### TO DO:
Go through the entries below from the first line and transcribe each one exactly, ending with the line that contains "positive clicks: (384, 272)".

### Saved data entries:
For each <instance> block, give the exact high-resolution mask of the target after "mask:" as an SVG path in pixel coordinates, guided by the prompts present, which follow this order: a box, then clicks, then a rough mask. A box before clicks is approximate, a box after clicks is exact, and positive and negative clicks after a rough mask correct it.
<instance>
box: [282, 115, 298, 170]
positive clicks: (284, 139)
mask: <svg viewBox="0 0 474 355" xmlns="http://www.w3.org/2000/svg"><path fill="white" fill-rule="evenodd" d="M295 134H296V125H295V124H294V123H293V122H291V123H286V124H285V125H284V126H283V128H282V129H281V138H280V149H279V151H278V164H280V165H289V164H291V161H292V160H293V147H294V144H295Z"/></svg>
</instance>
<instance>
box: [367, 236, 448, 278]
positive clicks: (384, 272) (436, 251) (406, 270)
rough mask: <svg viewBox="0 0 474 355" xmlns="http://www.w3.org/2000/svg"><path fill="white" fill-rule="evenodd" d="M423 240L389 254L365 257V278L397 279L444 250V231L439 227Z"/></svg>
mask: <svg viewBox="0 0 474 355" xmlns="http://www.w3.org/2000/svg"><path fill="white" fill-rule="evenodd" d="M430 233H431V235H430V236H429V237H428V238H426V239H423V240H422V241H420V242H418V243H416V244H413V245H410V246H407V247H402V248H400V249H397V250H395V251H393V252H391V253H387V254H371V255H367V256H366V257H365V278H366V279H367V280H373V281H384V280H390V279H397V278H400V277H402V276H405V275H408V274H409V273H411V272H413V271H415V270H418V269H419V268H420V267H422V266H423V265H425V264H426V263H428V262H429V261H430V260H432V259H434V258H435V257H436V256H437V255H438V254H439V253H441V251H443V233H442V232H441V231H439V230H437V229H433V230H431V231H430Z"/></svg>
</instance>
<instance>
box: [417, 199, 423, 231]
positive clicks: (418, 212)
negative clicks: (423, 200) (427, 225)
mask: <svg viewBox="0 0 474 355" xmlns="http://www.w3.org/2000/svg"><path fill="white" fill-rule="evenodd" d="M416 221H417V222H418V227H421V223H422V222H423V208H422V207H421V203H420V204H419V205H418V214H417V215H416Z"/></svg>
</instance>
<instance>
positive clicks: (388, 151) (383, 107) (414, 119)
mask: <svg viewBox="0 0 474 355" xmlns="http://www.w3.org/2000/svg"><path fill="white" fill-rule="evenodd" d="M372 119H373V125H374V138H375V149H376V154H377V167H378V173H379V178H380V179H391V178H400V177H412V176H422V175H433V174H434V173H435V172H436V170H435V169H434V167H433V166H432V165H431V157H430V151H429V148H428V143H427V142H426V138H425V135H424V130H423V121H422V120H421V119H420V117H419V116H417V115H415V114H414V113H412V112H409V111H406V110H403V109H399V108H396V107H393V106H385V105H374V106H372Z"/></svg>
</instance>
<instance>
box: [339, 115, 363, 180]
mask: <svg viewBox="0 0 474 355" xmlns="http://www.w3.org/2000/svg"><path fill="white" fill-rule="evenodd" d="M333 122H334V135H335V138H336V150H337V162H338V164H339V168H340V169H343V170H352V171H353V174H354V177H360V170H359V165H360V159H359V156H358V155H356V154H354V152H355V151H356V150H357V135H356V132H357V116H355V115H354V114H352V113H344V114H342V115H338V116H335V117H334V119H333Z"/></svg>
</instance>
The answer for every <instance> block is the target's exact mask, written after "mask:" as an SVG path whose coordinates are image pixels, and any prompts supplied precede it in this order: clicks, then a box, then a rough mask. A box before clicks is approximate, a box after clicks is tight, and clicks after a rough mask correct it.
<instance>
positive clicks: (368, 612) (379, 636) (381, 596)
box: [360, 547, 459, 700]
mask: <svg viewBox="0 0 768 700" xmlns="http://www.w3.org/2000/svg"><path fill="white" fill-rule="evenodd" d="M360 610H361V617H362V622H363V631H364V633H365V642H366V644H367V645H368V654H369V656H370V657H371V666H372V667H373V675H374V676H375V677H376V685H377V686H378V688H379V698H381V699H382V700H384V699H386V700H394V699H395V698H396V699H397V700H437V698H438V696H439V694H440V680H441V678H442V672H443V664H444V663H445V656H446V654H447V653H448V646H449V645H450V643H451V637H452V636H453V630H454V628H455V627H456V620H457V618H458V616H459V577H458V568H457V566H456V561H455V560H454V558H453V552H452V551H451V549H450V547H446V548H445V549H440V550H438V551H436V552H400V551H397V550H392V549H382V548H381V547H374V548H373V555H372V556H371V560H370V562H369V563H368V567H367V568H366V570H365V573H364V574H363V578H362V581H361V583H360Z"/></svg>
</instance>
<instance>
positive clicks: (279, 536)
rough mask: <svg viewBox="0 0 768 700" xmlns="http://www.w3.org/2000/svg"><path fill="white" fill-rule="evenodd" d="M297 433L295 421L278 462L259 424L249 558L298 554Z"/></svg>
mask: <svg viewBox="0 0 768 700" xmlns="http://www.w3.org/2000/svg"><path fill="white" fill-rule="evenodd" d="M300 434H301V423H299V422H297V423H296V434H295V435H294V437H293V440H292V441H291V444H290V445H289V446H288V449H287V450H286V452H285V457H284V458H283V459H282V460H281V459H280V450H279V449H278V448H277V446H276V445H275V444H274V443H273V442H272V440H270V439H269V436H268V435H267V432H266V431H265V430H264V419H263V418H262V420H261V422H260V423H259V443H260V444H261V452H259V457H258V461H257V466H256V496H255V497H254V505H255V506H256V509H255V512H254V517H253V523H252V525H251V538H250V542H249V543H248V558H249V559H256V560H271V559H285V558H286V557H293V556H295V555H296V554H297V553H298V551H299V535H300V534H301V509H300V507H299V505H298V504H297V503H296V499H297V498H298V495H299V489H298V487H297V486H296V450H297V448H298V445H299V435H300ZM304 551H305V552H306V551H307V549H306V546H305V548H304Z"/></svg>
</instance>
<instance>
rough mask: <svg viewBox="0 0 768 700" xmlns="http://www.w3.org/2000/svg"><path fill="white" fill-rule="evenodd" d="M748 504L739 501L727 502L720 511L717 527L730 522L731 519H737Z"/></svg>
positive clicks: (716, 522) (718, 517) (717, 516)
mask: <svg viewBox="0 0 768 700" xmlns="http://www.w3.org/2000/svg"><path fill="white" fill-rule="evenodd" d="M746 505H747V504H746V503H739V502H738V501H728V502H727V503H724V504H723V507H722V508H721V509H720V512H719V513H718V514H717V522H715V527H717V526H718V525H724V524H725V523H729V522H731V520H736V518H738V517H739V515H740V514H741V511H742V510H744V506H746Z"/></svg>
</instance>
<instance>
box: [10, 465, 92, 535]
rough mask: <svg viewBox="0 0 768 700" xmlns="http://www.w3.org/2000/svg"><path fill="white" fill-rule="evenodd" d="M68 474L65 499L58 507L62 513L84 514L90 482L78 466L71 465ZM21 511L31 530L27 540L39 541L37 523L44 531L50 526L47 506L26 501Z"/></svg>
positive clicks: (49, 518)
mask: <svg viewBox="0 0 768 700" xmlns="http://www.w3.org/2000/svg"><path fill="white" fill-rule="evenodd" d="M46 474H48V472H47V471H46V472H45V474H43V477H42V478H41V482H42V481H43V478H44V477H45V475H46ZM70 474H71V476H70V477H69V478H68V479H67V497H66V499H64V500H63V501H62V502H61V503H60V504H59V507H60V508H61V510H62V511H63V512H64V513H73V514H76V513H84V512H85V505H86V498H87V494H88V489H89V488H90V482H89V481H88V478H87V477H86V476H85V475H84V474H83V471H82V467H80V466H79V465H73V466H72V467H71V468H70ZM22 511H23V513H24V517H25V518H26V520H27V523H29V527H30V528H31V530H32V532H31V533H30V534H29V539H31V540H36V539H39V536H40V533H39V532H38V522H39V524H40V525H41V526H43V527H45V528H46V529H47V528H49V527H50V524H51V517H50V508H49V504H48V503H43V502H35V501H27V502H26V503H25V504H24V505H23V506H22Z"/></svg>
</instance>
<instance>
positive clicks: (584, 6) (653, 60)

### TASK OUTPUT:
For each <instance> block, give the exact high-resolution mask of the target after "mask:" as an SVG path in pixel coordinates, guided by the prompts present, which follow this order: a box, then clicks, then a rough mask. A box before clicks is approximate, a box after clicks is exact, and positive and negative clicks after a rough mask correct it.
<instance>
box: [282, 115, 298, 170]
positive clicks: (284, 139)
mask: <svg viewBox="0 0 474 355" xmlns="http://www.w3.org/2000/svg"><path fill="white" fill-rule="evenodd" d="M295 134H296V125H295V124H294V123H293V122H291V123H286V124H285V125H284V126H283V128H282V129H281V138H280V149H279V151H278V164H280V165H289V164H291V161H292V160H293V147H294V144H295Z"/></svg>
</instance>
<instance>
box: [367, 236, 448, 278]
positive clicks: (384, 272) (436, 251) (406, 270)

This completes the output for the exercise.